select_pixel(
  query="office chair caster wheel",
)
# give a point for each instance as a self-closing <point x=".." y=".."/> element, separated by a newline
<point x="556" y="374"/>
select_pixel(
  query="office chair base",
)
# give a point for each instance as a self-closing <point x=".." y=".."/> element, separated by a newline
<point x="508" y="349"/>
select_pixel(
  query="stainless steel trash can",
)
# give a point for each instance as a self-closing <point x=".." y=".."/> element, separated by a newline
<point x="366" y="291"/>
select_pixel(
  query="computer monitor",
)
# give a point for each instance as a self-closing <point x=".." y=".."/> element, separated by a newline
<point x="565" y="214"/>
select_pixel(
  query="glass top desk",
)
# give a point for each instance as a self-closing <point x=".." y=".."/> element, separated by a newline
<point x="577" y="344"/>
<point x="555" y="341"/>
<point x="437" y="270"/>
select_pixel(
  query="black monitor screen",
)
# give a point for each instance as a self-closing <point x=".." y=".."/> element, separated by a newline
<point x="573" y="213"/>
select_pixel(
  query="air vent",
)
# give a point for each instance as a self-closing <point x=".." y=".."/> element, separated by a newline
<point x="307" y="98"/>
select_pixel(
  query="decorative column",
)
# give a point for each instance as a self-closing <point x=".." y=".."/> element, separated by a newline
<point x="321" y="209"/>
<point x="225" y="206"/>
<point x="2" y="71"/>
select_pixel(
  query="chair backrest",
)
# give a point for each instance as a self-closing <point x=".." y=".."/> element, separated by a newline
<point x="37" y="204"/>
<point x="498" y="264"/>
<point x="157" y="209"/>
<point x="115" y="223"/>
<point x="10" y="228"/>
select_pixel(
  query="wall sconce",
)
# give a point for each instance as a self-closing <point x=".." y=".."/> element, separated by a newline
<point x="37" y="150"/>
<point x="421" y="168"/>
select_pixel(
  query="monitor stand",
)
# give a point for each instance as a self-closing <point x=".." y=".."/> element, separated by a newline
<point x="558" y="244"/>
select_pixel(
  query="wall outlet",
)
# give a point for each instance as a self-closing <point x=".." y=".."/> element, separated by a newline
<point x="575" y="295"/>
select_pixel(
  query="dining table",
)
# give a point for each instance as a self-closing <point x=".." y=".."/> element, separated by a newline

* _DIRECTIONS FOR THIS TASK_
Once every line above has been checked for the string "office", give the number of matching lines and nothing more.

* _TASK SOLUTION_
2